# [Required work]
Give again only those lines from the start of the entries through the line holding "125L588 126L589 121L572", leaving them as they are.

Data entries

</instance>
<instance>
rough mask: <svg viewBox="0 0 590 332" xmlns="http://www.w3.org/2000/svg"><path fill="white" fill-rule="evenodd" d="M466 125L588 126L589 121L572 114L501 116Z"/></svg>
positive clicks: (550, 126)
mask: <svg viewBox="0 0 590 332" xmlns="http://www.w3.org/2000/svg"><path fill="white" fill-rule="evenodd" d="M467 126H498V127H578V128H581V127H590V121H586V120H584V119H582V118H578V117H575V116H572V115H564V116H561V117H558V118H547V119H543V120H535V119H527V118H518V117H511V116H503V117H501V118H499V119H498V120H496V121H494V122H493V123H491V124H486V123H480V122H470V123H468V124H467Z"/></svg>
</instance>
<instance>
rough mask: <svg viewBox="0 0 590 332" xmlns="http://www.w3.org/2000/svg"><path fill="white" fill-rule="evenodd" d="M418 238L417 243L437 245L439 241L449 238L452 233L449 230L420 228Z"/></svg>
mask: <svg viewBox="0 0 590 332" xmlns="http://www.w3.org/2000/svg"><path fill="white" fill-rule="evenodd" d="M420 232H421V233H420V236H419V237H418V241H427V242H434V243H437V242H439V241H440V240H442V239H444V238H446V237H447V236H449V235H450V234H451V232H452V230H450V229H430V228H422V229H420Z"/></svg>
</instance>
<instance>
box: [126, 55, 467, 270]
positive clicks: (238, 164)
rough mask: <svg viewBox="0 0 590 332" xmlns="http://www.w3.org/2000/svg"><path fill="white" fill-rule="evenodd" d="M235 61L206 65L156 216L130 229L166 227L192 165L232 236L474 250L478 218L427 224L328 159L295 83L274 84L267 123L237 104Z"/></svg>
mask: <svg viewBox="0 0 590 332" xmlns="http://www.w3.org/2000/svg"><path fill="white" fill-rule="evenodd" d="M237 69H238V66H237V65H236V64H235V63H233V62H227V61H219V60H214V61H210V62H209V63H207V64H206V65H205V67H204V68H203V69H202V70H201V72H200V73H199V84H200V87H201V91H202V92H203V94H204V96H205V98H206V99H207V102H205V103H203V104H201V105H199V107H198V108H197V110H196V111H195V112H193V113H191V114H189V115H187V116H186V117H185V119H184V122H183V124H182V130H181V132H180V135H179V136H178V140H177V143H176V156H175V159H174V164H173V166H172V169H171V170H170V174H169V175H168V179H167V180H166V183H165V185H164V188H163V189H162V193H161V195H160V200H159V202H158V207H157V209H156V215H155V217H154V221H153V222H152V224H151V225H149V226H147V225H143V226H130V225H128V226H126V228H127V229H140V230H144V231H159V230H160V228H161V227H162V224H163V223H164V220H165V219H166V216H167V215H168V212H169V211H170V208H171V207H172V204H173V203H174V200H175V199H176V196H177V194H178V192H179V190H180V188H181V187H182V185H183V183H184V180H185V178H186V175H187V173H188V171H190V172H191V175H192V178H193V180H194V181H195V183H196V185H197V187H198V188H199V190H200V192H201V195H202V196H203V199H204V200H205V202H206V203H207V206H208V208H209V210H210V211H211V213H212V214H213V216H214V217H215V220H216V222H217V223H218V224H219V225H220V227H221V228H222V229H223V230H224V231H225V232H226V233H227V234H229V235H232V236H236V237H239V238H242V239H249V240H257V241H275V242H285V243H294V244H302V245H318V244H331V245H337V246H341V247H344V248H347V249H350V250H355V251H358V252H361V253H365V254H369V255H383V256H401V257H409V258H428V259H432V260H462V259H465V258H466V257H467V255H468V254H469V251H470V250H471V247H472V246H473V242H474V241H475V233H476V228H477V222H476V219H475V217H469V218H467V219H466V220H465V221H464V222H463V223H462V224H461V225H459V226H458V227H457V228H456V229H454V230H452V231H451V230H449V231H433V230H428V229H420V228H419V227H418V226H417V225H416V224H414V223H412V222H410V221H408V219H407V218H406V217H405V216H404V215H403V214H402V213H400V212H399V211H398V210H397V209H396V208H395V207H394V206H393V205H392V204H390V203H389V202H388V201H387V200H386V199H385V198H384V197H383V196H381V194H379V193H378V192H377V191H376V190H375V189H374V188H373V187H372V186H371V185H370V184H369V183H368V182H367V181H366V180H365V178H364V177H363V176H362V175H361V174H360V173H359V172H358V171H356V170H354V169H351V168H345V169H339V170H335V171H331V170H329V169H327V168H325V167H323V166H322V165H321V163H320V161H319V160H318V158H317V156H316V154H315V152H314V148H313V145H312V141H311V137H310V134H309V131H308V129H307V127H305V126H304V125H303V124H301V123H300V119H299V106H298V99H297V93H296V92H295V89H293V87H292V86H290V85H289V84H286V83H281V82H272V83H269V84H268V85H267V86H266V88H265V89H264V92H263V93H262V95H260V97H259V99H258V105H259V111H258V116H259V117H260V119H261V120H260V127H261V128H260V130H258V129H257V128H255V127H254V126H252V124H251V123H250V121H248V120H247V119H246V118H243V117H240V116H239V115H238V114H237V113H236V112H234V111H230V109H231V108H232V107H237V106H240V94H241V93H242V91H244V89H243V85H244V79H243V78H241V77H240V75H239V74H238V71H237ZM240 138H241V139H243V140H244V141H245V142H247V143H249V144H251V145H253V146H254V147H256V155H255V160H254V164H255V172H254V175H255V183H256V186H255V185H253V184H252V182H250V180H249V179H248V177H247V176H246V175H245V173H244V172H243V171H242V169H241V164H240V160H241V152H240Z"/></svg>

# [Response]
</instance>
<instance>
rough mask: <svg viewBox="0 0 590 332" xmlns="http://www.w3.org/2000/svg"><path fill="white" fill-rule="evenodd" d="M466 125L588 126L589 121L572 114L501 116Z"/></svg>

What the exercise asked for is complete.